# Aim of the exercise
The response should consist of the records that follow, repeated exactly.
# # # # # # #
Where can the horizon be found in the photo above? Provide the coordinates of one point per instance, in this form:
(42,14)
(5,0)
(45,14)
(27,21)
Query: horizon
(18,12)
# # # # # # #
# Solution to the problem
Where can the horizon be found in the photo above? Provide the coordinates of one point per instance, in this form:
(42,14)
(5,0)
(45,14)
(27,21)
Query: horizon
(18,12)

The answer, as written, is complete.